● Extracted entries:
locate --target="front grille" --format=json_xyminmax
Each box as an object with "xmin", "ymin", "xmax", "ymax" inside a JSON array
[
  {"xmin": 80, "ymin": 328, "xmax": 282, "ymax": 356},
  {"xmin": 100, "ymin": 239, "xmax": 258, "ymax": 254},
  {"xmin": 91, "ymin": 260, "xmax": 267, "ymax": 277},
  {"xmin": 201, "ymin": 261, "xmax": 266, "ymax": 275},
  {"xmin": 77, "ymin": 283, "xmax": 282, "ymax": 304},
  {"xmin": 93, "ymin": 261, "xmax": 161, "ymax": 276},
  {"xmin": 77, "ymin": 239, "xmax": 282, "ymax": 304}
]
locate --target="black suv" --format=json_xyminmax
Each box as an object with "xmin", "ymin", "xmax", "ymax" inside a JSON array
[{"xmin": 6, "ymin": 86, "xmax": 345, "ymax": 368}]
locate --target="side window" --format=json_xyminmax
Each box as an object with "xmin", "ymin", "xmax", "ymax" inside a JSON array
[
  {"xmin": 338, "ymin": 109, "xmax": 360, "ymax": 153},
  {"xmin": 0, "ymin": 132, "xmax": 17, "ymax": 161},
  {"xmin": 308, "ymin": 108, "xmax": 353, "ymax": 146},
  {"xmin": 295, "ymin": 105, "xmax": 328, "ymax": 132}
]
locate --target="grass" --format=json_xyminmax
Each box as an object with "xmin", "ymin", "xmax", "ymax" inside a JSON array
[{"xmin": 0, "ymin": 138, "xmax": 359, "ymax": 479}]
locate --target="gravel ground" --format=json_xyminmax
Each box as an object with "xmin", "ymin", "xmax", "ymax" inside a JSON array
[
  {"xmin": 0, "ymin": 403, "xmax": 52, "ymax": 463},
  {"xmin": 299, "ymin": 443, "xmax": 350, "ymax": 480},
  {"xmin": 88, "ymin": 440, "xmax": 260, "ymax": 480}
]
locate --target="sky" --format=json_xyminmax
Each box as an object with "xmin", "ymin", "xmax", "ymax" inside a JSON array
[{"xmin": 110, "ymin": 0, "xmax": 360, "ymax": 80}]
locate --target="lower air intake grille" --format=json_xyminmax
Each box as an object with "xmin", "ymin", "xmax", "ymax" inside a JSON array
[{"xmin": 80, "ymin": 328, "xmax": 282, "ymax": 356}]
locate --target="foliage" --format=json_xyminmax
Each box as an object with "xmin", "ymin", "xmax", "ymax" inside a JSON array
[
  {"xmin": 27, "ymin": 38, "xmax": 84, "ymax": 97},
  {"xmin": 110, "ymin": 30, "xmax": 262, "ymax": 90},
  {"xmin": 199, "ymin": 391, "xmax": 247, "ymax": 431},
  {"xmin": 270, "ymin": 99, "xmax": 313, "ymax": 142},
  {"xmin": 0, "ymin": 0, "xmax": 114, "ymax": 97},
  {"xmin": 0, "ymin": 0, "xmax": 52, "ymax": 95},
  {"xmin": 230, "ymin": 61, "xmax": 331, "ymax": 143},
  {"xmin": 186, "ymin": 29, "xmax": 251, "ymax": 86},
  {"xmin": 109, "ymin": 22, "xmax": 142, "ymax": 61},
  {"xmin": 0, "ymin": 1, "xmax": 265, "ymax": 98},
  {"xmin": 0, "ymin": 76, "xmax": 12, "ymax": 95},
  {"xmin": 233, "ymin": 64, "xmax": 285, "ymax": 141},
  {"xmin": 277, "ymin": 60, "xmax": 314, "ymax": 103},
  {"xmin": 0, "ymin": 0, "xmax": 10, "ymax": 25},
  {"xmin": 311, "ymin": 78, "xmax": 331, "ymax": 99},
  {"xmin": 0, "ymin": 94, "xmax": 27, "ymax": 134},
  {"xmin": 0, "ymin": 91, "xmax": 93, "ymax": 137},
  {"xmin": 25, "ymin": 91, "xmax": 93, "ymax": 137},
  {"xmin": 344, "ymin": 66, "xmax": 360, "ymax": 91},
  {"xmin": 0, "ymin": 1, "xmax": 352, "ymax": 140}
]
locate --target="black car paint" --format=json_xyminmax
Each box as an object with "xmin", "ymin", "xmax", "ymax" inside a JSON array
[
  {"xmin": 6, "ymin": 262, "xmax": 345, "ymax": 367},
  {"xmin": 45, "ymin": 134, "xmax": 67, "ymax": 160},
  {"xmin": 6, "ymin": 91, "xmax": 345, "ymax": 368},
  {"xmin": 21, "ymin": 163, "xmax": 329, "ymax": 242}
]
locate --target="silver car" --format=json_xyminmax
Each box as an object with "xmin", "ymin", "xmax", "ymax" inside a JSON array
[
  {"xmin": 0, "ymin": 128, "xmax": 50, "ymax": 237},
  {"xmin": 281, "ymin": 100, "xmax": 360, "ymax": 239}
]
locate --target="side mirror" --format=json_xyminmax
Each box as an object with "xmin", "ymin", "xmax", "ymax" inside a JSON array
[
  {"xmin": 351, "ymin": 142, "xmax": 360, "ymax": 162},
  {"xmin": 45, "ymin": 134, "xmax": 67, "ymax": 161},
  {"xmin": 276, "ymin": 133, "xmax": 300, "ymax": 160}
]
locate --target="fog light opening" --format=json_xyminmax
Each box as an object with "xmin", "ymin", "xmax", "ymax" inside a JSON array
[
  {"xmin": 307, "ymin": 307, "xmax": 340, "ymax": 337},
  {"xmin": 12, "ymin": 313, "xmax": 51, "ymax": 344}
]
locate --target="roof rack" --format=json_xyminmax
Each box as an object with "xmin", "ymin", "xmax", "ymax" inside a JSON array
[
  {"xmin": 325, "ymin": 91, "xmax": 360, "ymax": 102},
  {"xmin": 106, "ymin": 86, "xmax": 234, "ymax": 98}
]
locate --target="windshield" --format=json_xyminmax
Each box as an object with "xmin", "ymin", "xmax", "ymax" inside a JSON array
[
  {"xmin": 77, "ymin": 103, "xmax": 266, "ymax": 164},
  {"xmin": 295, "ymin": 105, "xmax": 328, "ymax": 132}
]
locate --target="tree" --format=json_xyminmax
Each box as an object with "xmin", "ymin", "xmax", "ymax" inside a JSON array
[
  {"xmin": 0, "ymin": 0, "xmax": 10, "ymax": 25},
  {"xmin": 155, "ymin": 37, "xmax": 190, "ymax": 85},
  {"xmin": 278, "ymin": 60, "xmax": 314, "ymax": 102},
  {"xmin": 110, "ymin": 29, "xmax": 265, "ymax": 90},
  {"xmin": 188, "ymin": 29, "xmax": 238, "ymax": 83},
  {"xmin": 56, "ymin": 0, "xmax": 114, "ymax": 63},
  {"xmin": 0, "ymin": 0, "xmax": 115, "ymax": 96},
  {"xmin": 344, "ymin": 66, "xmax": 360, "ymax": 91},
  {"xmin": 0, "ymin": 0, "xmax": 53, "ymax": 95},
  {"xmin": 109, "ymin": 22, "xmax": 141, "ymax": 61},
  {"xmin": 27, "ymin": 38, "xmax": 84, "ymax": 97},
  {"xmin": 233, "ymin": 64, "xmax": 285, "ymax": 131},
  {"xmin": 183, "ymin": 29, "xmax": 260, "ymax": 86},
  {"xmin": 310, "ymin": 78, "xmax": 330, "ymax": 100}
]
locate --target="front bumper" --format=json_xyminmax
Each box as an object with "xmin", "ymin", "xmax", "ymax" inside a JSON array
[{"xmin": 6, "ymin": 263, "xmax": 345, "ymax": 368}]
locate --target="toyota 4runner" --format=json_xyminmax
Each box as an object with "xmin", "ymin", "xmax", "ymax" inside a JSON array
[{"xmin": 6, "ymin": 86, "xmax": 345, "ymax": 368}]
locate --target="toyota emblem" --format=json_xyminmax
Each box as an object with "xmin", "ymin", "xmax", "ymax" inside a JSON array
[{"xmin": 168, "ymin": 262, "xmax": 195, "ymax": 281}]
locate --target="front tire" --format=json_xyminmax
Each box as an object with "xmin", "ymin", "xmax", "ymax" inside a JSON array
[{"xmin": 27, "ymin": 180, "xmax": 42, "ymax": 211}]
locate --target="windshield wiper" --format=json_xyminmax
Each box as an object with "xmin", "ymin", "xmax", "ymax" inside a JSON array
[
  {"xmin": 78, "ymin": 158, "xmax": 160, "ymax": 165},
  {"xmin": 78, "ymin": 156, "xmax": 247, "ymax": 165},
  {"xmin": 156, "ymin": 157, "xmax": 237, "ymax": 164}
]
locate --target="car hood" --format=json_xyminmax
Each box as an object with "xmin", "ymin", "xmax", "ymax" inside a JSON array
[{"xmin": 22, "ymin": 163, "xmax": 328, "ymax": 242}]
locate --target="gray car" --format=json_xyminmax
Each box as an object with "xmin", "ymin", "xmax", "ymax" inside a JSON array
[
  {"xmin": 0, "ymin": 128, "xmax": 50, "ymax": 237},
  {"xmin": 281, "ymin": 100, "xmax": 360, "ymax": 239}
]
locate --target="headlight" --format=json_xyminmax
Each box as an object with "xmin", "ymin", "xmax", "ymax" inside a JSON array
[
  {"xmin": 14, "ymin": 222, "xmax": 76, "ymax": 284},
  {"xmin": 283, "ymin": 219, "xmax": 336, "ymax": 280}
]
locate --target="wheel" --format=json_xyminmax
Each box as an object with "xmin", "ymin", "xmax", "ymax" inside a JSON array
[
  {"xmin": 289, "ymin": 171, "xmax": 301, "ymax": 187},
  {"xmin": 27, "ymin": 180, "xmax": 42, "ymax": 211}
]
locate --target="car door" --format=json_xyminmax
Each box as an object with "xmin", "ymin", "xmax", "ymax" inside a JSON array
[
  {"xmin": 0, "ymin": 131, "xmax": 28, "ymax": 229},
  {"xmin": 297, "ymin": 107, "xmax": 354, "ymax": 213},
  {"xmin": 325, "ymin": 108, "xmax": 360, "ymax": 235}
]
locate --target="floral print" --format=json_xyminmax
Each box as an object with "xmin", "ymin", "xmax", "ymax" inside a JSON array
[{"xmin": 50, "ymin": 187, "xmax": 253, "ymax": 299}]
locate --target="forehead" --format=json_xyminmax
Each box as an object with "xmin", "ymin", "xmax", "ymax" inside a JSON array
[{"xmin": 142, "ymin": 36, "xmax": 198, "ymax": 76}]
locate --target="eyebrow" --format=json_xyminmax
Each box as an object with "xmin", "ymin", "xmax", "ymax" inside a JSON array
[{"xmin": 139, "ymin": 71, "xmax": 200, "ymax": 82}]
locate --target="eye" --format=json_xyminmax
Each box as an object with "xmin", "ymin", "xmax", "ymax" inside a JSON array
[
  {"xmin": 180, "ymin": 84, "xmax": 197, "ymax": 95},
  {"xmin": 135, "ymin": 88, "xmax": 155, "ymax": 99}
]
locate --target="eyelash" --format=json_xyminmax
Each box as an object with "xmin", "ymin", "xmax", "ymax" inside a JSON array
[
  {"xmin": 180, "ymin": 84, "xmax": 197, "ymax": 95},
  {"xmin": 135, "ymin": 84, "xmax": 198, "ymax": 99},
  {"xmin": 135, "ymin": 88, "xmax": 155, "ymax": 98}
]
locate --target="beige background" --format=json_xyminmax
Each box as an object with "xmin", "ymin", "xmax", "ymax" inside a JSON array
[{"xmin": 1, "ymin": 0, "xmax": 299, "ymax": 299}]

● Assigned task:
Across all the records, find the lines containing the word "windshield" and reproduce each one.

● Task answer:
locate --target="windshield" --format=json_xyminmax
locate --target="windshield wiper" --format=json_xyminmax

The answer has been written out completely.